▶ Set problem
Retype every line in these rows word for word.

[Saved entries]
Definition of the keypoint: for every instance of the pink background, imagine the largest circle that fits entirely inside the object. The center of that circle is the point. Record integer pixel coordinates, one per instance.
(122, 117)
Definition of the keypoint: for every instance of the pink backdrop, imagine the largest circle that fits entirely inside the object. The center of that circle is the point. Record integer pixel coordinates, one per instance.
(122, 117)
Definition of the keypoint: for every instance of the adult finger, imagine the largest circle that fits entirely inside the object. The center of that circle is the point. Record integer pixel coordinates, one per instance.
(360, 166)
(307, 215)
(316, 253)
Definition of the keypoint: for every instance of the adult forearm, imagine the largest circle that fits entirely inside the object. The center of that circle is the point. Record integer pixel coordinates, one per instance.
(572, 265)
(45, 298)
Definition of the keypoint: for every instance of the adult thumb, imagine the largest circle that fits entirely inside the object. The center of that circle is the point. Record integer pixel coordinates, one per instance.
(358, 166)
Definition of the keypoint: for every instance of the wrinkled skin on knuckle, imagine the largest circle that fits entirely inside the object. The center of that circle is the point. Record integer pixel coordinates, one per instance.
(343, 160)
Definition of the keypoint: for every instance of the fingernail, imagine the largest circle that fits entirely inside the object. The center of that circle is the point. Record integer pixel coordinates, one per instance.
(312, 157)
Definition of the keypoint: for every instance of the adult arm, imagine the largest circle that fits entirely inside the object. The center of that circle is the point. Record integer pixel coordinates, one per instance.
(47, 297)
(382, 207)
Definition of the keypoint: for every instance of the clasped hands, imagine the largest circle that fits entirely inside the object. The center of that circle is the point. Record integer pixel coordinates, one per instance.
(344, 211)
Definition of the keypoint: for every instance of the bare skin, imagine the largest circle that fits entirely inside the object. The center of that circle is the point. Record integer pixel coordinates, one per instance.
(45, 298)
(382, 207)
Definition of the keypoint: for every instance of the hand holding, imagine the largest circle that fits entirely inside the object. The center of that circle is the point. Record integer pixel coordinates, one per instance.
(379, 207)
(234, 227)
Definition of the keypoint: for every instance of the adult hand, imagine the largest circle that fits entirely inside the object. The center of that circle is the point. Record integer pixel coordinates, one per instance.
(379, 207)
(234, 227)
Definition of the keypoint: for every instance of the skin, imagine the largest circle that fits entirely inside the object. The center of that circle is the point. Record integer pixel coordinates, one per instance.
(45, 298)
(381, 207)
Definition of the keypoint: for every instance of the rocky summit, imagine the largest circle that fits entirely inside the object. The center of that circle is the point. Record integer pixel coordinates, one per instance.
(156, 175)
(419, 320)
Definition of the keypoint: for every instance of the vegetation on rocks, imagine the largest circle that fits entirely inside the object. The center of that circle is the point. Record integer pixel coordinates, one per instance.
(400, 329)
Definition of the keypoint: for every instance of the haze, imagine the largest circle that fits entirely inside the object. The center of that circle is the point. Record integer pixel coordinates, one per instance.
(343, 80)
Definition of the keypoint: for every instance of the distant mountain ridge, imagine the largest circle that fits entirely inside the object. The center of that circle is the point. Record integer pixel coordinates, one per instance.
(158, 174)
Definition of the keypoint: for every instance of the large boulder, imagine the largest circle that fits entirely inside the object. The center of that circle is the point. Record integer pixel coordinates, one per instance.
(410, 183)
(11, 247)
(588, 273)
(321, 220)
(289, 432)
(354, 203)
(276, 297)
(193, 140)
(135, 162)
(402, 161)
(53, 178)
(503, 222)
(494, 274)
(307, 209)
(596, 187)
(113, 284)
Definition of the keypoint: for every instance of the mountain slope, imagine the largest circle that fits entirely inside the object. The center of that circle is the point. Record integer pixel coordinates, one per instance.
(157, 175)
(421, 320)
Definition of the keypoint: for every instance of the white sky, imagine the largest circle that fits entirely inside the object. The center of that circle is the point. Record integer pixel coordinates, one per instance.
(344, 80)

▶ Reply to the exercise
Definition of the keypoint: for every instance of the pink background, imagine the largest circle that fits entirely inside the object. The center of that circle is the point. Record integer pixel coordinates, one per instance.
(122, 117)
Definition of the keypoint: for every instance of the pink backdrop, imagine the largest circle that fits entirely inside the object. The center of that circle is the point. Record integer pixel coordinates, one per instance.
(122, 117)
Definition of the keypoint: for every instance of the adult finger, imagine the largest circle that fits entirely inside the object. The center of that circle is the point. Record integer pixel coordinates, one per instance.
(360, 166)
(307, 215)
(316, 253)
Definition of the keypoint: for every instance of the adult forearm, imagine the largest circle that fits entirely inside the object. The center of that circle is the point. Record integer pixel coordinates, one per instance.
(572, 265)
(45, 298)
Definition of the keypoint: for every instance of the adult thumb, imagine the largest circle that fits entirely inside the object. The center of that circle is the point. Record integer pixel coordinates, one per instance.
(358, 166)
Definition of the keypoint: for every instance of the wrinkled skin on knuckle, imagine the largest circle that fits entirely inside the object. The center of that circle is the point. Record integer pixel coordinates, one per instance.
(343, 160)
Definition of the keypoint: for every instance of the fingernail, imagine the largest circle that fits entirely inside the object. The center of that circle is the point. Record integer pixel coordinates, one per instance.
(312, 157)
Definition of the keypoint: for every instance of the adult arm, imagine the largest circle that fits entirely inside the object. The center of that circle is the point. Record integer pixel coordinates, one per instance.
(47, 297)
(382, 207)
Definition of the keypoint: for every instance of the clasped hands, imagine the largest circle that fits entirely inside the object. The center of that circle is the point. Record integer pixel coordinates, one per instance.
(344, 211)
Definition of the keypoint: for every instance of the bare skin, imagine the largest circle that fits entirely inside the object. The center of that circle is the point. Record integer pixel coordinates, one per instance.
(45, 298)
(382, 207)
Definition of the keypoint: for every instance of the hand holding, imagine the largest circle that fits entirely inside the object. The center of that circle is the point. Record integer pixel coordinates, one per instance.
(379, 207)
(234, 227)
Definition of the keypoint: for every instance of the adult hand, imagine the largest circle that fits entirely inside the object. The center of that circle is the point. Record integer pixel coordinates, one per instance.
(379, 207)
(234, 227)
Definition of the keypoint: for every instance of the skin, imagine the largest circle that fits entirely inside the object. The center of that circle is the point. Record integer pixel coordinates, one per instance.
(45, 298)
(381, 207)
Definition of the keypoint: for every instance of the rocky summit, imagine the largest circle that fits entirely inside the object. The center of that circle is the point. Record integer pixel coordinates, one per instance.
(156, 175)
(419, 320)
Definition of the keypoint: for every instance of the vegetation on rocks, imagine the largest circle that fits entirely inside the object. The center of that circle is the point. Record integer pixel coordinates, one per instance.
(400, 329)
Definition of the keypoint: for every instance of the haze, imagine the largest circle that fits entirely inside the object. The center of that circle is the point. Record integer pixel coordinates, one per instance.
(343, 80)
Definition of the keypoint: for every instance of the distant mountain ridge, imagine the largest circle that fits entirely inside the object. The center of that circle is the point. Record integer pixel coordinates, one per instance.
(158, 174)
Definition of the keypoint: for every instance of the large boulder, imagine the largest circle that fits entirely inside the object. The center of that circle is the point. Record integer pixel coordinates, one per instance.
(410, 183)
(11, 247)
(588, 273)
(321, 220)
(289, 432)
(354, 203)
(276, 297)
(193, 140)
(135, 162)
(402, 161)
(53, 178)
(503, 222)
(494, 274)
(307, 209)
(596, 187)
(113, 284)
Definition of the keypoint: for every instance of the mountain slope, imagine the largest circle that fits entirely inside the object. The center of that circle is the point. Record integer pixel coordinates, one per instance.
(157, 175)
(421, 320)
Definition of the keypoint: for every instance of the white sky, imagine the largest circle that fits entirely inside the object. The center of that circle is the point. Record integer pixel coordinates, one per instance.
(344, 80)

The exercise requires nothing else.